::: Passage
Dr. Seuss holds a special place in my heart, because HOP ON POP is the first book I can ever remember being able to read. Do you remember the last page? The one with the big yellow circle and the streams of words in red letters? I remember, so clearly, laying on my stomach on my bed, in my pink bedroom on Chelton Road, and being able, all of a sudden, to pick out the individual words in that circle. And taking it to my mom and showing her that I could read. I had other favorite Dr. Seuss books- GO DOG GO (Do you like my hat?), GREEN EGGS AND HAM (I do not like them Sam I Am!), ARE YOU MY MOTHER, HORTON HEARS A WHO, and THE SNEETCHES, but HOP ON POP will always hold a special place in my heart.
I began teaching in the days when teachers spent hours and hours and hours putting up bulletin boards. The summer before I started teaching first and second grade at Boston Primary School, I spent the entire summer, I think, coloring a gigantic Pat sitting on a cactus (No, Pat, no, don't sit on that!), the Sneetches, Sam I Am, and the Cat in the Hat. The first day, we made Cat in the Hat puppets, and little booklets from the "No, Pat, No!" section of HOP ON POP. The second day, I think, we cooked green eggs and ham.
::::::
::: Given records
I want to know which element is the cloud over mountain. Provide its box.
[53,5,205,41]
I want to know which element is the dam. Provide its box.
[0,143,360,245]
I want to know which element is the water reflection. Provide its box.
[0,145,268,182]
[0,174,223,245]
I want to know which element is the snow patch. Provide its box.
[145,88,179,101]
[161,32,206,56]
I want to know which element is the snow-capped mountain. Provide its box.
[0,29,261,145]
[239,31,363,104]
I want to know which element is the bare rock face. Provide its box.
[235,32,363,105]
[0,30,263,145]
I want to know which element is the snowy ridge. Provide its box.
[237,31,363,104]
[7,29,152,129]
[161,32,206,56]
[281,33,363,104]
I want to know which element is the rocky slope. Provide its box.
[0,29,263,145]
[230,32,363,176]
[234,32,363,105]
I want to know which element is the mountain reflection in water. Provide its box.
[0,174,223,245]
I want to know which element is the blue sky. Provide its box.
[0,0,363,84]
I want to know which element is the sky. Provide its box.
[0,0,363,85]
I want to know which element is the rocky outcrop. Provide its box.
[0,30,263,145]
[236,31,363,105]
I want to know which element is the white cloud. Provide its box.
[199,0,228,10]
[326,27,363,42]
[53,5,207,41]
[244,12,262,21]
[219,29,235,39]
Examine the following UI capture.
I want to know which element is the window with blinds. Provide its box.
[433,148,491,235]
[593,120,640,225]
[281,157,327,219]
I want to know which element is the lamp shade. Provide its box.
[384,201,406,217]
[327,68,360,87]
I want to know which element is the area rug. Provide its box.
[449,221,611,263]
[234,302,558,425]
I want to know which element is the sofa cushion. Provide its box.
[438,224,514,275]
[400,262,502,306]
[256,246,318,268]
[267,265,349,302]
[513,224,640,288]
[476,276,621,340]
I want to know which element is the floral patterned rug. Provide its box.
::::::
* _Task list_
1) From the passage about Dr. Seuss, list every book title that is written in capital letters.
2) Write out the Dr. Seuss passage from "I began teaching" to "eggs and ham.", swapping "puppets" for "masks".

* _The responses_
1) HOP ON POP, GO DOG GO, GREEN EGGS AND HAM, ARE YOU MY MOTHER, HORTON HEARS A WHO, THE SNEETCHES

2)
I began teaching in the days when teachers spent hours and hours and hours putting up bulletin boards. The summer before I started teaching first and second grade at Boston Primary School, I spent the entire summer, I think, coloring a gigantic Pat sitting on a cactus (No, Pat, no, don't sit on that!), the Sneetches, Sam I Am, and the Cat in the Hat. The first day, we made Cat in the Hat masks, and little booklets from the "No, Pat, No!" section of HOP ON POP. The second day, I think, we cooked green eggs and ham.